→ **Task to complete**
Answer these questions from the paper on image security and encryption.
1. For which course was the paper submitted?
2. On which page does the section "Cycle Control" begin?
3. Which two standard formats does the paper focus on specifically?

→ **Document text**
Image Security and Encryption
By Dr. Bjarne Berg-Saether
Submitted in Partial Fulfillment of the Requirements of
INFO-8200 Principles of Security
University of North Carolina – Charlotte
Spring 2005
Table of Content
Paper Abstract 3
Motivation and Background 3
JPEG Static Images Background 3
Other Compression Methods 4
The JPEG Compression Method 4
JPEG Streaming Images Background 6
Encryption Algorithm 6
Cycle Control 8
Limitations 9
Risks 9
APPENDIX A – The Encryption Code 11
Works Cited: 13
Paper Abstract
As computers matured from simple number machines into more text based systems, the need for better abilities to secure the information has increased. While securing textual information is rather simple, the new usage of computers to stream images, music and movies has raised new concerns around image and sound security. This research paper reviews the current status of encryption and security of images as presented in the research literature. The paper focuses specifically on JPEG and MJ2 standard formats. In addition the paper proposes a conceptual framework for a proof-of-concept application that can encrypt images. The paper also discusses how a simple application can be incorporated into a larger application and the requirements that must be met for such an application to work.

→ **Dataset excerpt**
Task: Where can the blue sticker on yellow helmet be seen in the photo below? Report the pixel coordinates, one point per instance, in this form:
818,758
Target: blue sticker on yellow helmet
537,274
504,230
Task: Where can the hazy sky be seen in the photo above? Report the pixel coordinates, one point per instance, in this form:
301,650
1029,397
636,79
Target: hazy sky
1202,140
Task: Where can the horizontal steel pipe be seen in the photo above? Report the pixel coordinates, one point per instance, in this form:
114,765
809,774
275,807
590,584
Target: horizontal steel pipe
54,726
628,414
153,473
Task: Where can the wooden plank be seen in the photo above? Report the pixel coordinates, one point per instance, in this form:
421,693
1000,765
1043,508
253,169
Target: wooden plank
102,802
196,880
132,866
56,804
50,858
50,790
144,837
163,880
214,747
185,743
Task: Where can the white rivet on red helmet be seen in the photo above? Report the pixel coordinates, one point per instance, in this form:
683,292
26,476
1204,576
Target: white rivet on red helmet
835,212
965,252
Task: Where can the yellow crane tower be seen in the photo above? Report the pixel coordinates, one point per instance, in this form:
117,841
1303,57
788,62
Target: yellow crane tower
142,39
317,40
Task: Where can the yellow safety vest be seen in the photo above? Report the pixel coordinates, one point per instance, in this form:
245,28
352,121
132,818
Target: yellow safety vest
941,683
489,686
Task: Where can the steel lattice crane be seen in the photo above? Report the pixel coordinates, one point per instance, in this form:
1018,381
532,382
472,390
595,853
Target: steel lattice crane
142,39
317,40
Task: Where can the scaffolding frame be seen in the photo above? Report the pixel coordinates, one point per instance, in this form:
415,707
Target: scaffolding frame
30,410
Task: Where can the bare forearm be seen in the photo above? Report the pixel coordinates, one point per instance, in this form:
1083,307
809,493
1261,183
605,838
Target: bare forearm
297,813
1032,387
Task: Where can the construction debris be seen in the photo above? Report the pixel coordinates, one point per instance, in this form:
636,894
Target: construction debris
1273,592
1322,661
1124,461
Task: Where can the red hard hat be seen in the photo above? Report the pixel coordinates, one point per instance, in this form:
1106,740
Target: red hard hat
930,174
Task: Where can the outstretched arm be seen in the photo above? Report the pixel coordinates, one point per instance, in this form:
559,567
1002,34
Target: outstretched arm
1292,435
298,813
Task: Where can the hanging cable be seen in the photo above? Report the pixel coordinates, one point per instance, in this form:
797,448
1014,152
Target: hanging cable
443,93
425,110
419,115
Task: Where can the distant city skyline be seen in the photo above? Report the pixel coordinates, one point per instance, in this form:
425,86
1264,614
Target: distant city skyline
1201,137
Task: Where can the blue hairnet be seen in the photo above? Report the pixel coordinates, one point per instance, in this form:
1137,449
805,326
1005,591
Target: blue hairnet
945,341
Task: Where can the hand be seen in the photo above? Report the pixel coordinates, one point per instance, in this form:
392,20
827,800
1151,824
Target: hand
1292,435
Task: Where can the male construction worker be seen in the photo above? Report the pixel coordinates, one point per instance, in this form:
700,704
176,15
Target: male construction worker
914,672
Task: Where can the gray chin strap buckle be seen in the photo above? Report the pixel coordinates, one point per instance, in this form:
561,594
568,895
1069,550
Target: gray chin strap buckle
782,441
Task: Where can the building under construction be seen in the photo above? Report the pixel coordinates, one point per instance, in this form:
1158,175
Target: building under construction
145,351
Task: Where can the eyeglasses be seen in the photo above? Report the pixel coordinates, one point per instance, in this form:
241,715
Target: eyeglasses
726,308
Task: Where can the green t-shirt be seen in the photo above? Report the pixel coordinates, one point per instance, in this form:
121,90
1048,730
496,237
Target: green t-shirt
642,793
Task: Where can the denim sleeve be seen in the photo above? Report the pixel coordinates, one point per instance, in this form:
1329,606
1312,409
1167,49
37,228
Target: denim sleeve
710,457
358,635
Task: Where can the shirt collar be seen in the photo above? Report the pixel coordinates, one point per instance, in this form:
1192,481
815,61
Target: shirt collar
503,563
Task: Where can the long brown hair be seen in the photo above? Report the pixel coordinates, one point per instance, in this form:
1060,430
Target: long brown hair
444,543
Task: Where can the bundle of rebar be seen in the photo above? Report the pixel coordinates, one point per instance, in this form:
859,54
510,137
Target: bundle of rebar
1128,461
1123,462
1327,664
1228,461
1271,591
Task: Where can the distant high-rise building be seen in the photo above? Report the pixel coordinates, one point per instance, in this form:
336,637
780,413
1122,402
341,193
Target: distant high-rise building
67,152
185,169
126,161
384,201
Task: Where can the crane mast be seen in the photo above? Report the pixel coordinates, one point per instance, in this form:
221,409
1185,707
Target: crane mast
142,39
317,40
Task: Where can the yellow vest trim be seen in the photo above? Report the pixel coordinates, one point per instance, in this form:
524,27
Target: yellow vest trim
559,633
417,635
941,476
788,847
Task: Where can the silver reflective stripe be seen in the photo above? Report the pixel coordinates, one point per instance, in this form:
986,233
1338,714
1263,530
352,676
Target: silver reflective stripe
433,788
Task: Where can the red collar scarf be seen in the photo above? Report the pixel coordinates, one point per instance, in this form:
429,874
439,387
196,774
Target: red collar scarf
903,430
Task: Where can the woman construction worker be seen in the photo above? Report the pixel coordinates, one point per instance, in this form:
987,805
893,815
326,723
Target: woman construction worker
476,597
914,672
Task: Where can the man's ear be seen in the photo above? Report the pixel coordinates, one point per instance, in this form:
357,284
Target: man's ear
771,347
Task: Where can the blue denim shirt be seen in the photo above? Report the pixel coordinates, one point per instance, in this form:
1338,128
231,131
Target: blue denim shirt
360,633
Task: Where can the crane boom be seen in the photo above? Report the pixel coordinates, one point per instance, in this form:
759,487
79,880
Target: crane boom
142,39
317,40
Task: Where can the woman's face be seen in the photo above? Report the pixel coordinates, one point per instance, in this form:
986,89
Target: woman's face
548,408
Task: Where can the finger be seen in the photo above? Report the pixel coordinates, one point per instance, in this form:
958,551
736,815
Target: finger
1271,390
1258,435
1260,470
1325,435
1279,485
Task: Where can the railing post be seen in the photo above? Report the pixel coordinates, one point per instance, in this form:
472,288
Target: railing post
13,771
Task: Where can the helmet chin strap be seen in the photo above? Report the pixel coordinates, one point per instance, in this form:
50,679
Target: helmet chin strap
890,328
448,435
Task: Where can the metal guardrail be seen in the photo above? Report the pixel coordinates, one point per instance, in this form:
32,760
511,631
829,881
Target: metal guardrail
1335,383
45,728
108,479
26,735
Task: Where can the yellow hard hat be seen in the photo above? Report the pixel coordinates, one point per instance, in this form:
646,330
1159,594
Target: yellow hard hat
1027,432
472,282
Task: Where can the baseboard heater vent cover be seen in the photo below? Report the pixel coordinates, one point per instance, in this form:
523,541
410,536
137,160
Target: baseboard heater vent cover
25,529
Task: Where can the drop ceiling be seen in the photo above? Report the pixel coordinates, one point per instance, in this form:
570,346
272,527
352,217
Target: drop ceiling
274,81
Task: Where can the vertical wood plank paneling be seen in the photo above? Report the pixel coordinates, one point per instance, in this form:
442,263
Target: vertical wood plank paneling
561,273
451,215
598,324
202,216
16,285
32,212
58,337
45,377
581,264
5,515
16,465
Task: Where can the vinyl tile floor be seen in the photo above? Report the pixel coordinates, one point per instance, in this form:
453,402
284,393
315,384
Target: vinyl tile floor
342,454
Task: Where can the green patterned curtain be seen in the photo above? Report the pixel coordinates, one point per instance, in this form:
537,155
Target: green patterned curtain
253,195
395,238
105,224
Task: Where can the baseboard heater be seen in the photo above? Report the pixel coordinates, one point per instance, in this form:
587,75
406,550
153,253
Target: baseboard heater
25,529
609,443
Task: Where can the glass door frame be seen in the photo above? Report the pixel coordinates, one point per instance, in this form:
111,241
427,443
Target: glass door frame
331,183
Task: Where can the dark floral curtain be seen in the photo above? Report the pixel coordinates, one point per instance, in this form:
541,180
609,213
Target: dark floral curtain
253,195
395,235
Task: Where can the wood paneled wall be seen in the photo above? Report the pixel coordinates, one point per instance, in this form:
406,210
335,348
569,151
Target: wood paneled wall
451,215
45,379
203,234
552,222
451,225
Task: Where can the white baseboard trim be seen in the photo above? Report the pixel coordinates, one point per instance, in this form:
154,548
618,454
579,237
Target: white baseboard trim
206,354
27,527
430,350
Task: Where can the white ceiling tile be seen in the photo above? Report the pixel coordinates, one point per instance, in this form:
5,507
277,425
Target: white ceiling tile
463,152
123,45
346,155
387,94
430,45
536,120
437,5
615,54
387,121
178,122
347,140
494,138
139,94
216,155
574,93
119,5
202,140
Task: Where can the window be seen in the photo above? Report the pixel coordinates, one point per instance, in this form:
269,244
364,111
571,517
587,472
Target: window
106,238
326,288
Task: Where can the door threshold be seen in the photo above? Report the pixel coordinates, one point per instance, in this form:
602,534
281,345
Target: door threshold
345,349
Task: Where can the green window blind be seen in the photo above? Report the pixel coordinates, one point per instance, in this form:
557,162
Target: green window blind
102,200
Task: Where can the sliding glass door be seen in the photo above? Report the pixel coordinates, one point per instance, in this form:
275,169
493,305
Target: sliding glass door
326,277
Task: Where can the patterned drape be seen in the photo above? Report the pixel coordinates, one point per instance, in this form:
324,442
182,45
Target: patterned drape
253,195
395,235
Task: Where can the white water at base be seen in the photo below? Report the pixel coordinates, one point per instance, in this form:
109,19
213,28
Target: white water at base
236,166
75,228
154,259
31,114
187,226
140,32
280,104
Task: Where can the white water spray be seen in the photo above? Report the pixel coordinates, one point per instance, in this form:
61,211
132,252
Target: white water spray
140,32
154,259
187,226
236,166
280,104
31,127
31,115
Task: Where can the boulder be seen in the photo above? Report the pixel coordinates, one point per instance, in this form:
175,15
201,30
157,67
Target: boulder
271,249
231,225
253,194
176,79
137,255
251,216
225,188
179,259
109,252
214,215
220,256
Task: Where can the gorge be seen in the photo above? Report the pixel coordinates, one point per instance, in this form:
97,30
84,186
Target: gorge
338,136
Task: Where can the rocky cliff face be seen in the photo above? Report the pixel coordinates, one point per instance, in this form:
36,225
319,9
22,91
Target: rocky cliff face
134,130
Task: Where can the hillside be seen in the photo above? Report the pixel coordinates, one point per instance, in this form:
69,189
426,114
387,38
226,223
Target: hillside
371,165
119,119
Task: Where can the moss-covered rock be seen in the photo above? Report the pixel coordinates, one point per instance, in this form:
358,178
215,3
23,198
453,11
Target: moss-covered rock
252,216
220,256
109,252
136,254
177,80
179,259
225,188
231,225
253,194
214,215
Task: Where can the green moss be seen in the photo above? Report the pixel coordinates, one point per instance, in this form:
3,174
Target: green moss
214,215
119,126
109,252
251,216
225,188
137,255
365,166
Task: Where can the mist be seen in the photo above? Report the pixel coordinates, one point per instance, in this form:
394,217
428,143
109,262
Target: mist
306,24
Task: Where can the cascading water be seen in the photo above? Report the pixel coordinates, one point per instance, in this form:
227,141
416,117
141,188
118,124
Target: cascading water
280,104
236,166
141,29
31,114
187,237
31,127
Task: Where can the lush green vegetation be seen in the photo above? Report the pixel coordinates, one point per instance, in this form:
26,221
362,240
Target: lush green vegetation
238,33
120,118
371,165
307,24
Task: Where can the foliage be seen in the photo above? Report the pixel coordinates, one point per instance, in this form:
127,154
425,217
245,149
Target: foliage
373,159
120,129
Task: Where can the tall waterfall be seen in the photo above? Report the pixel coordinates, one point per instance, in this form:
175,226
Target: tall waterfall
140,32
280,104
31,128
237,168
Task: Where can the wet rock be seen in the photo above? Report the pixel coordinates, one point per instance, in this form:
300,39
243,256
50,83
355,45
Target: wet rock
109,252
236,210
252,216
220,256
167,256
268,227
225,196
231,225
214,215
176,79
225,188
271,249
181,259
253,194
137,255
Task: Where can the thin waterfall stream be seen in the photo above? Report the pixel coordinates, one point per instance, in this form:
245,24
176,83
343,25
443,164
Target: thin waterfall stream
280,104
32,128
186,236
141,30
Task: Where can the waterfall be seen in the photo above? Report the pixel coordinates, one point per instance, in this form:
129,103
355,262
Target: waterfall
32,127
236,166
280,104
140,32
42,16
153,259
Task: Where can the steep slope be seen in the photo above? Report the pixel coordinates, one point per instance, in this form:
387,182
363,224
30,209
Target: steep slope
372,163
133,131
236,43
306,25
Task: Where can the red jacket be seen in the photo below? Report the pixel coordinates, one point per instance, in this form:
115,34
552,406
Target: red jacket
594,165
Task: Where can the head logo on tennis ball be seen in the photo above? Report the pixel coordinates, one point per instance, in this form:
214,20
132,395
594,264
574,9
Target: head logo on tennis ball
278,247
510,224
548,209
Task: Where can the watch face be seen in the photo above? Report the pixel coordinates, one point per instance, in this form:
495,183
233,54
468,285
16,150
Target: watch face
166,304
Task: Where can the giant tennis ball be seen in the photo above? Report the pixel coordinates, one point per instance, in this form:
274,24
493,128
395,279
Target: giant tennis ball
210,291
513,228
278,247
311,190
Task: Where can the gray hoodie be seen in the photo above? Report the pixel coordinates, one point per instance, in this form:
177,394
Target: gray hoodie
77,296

→ **Exercise answer**
1. INFO-8200 Principles of Security
2. Page 8
3. JPEG and MJ2